SELECTED EXCERPT
Starting out by training two agents to play against each other. For initial training going for 100 rounds before playing with first agent.

In [ ]:
player1 = Agent(symbol=1)
player2 = Agent(symbol=-1)

p1_wins, p2_wins = train_agent(player1, player2, 100)
In [ ]:
np.sum(p1_wins), np.sum(p2_wins)
Out[ ]:
(3148.0, 1375.0)
In [ ]:
np.sum(p1_wins) / (np.sum(p1_wins) + np.sum(p2_wins))
Out[ ]:
0.6959982312624364

Me vs Agent

currently pretty manual process. planning to automate this and set something up for player to actually play against the agent and more than just a string represented gameboard.

In [ ]:
me = Player(symbol=-1)
game = Gameboard()
In [ ]:
agent_move(player1, game)
|---|---|---|
|   |   |   |
|---|---|---|
|   |   |   |
|---|---|---|
| X |   |   |
|---|---|---|
In [ ]:
me.make_move(1, 0, game)

THE EXERCISE
Continue the notebook on training game-playing agents from the point where it ends. The data that comes next has nothing to do with the notebook on training game-playing agents.

DATASET CONTENT
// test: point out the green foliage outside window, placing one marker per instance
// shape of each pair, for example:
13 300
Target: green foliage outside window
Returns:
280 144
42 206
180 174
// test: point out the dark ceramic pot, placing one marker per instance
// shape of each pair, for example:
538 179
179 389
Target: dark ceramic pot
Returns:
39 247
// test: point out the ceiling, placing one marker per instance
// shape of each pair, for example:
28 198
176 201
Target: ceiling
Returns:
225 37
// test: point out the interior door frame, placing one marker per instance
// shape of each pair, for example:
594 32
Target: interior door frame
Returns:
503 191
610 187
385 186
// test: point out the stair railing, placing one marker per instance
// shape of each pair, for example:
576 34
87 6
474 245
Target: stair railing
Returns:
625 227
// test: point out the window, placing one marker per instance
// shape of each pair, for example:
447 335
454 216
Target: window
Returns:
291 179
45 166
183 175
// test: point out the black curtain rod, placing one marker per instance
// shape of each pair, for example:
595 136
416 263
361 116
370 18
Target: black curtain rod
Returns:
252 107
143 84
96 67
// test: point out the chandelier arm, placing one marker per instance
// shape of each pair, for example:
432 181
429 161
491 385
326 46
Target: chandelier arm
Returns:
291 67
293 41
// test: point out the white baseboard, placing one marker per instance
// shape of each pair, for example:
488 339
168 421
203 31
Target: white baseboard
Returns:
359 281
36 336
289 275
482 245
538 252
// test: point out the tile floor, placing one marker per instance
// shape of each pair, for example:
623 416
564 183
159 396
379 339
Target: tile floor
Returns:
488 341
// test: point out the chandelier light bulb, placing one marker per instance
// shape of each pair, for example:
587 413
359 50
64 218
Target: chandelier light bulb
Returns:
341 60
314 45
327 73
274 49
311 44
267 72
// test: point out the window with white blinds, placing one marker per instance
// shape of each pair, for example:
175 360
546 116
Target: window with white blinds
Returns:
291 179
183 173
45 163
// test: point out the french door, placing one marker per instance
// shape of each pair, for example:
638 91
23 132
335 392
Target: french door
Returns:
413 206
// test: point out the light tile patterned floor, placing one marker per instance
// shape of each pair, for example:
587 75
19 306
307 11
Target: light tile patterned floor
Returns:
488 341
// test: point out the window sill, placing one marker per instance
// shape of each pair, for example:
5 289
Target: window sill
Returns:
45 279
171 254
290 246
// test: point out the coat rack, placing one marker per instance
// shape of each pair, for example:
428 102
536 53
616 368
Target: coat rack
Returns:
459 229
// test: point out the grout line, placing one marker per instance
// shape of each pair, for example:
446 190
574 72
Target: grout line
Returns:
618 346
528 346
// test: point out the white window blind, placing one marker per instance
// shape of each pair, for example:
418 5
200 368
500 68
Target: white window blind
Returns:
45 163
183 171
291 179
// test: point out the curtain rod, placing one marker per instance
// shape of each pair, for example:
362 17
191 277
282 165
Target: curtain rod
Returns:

--

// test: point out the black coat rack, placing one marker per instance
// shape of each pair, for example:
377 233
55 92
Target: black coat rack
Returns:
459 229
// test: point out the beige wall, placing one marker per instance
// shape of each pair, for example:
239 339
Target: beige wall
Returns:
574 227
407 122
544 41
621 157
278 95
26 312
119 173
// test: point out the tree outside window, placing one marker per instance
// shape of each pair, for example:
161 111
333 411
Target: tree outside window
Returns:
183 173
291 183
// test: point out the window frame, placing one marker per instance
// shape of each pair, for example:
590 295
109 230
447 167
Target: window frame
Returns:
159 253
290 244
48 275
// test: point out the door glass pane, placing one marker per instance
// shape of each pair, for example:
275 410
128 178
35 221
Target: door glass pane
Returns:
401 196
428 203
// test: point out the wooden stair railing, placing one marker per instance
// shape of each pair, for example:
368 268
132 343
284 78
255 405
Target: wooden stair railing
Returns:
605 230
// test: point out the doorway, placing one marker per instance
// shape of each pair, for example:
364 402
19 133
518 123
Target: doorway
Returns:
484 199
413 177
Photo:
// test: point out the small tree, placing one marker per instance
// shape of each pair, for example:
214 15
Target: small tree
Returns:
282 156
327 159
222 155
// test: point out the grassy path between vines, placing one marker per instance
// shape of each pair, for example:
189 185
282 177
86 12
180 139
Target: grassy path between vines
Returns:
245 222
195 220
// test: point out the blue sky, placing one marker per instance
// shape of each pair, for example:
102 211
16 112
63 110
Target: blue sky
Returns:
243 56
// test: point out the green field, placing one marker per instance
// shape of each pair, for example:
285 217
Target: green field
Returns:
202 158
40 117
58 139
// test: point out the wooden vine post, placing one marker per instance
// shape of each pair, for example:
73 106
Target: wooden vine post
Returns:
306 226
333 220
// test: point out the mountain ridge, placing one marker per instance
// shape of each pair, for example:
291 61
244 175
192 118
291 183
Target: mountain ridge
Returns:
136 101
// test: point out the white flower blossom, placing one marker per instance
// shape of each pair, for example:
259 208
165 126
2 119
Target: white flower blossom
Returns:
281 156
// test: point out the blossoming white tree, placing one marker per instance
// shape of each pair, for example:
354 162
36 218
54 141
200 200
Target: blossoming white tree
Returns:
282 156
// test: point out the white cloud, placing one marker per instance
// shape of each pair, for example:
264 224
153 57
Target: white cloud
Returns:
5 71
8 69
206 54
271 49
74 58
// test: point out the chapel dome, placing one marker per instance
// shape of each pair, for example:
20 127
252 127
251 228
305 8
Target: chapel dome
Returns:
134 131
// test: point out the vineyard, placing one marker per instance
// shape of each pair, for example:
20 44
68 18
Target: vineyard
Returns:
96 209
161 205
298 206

---

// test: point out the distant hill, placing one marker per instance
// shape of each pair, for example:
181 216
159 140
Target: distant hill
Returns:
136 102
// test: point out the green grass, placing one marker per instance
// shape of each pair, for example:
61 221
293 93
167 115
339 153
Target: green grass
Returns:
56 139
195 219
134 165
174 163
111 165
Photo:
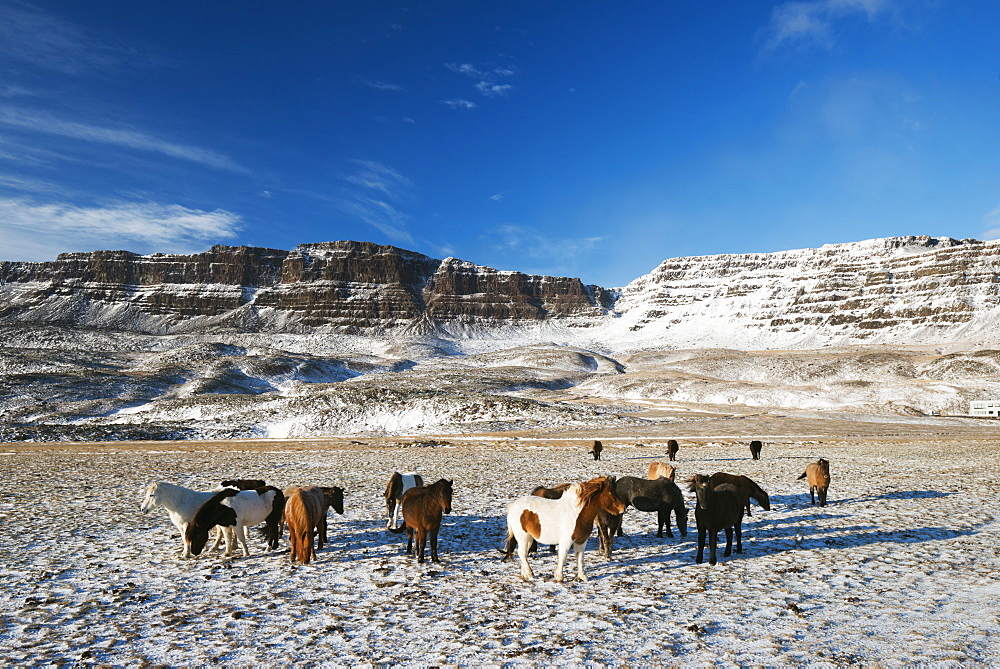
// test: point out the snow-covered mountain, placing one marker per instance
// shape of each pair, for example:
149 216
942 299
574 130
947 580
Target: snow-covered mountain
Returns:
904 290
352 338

RIGHT ANSWER
|---|---|---|
|   |   |   |
|---|---|---|
| O |   |   |
|---|---|---|
| X |   |   |
|---|---|---|
In [ ]:
agent_move(player1, game)
|---|---|---|
|   |   |   |
|---|---|---|
| O |   |   |
|---|---|---|
| X |   | X |
|---|---|---|
In [ ]:
me.make_move(1, 1, game)
|---|---|---|
|   |   |   |
|---|---|---|
| O | O |   |
|---|---|---|
| X |   | X |
|---|---|---|
In [ ]:
agent_move(player1, game)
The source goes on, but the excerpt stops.